**Stored data entries:**
________________________

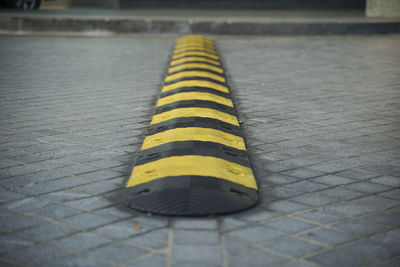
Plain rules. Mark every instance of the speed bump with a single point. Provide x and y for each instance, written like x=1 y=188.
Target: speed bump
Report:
x=193 y=160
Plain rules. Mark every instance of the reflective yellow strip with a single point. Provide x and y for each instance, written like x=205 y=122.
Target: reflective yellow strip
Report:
x=195 y=83
x=193 y=134
x=194 y=38
x=195 y=66
x=194 y=53
x=194 y=96
x=189 y=59
x=194 y=46
x=193 y=49
x=195 y=112
x=194 y=73
x=193 y=165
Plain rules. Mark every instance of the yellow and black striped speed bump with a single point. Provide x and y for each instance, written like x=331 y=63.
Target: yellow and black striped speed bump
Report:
x=193 y=160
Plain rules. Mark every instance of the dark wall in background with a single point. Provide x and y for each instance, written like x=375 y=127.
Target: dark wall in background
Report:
x=246 y=4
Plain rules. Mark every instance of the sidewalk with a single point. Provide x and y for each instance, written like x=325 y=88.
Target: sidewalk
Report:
x=245 y=22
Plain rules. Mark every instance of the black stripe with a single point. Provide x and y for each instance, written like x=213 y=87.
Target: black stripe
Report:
x=195 y=104
x=193 y=148
x=190 y=196
x=194 y=61
x=195 y=78
x=198 y=69
x=194 y=89
x=215 y=59
x=194 y=122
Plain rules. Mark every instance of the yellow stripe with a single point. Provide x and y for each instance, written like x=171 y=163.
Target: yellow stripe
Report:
x=193 y=134
x=194 y=38
x=194 y=112
x=195 y=66
x=189 y=59
x=193 y=165
x=199 y=49
x=203 y=54
x=194 y=96
x=195 y=46
x=194 y=73
x=195 y=83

________________________

**Work instruction:**
From the line that contains "Plain rules. Mark every instance of the yellow and" through the end of the records above, print every line exactly and nothing else.

**Completed task:**
Plain rules. Mark every instance of the yellow and black striped speed bump with a single point. Provide x and y for each instance, written like x=331 y=63.
Target: yellow and black striped speed bump
Report:
x=193 y=160
Plain rules. Mark every instance of the dark wall in background with a single point. Provide x and y for each instance, written like x=375 y=127.
Target: dark wall in background
Report:
x=246 y=4
Plain rules. Mark every instance of the sidewalk with a single point. Provide x and y for each instance, written like x=325 y=88.
Target: sidewalk
Report:
x=245 y=22
Plain rules. Mark every instance of the black stripe with a single point. Provide x and y for each instance, written like x=213 y=87.
Target: black stripe
Report:
x=195 y=104
x=193 y=148
x=190 y=196
x=194 y=61
x=195 y=78
x=198 y=69
x=194 y=89
x=215 y=59
x=194 y=122
Plain rules. Mark every instance of the yellow stripe with a single point. Provide x and y for each instance, written like x=171 y=163.
Target: yellow stripe
Report:
x=193 y=134
x=194 y=38
x=194 y=112
x=195 y=66
x=189 y=59
x=193 y=165
x=199 y=49
x=203 y=54
x=194 y=96
x=195 y=46
x=194 y=73
x=195 y=83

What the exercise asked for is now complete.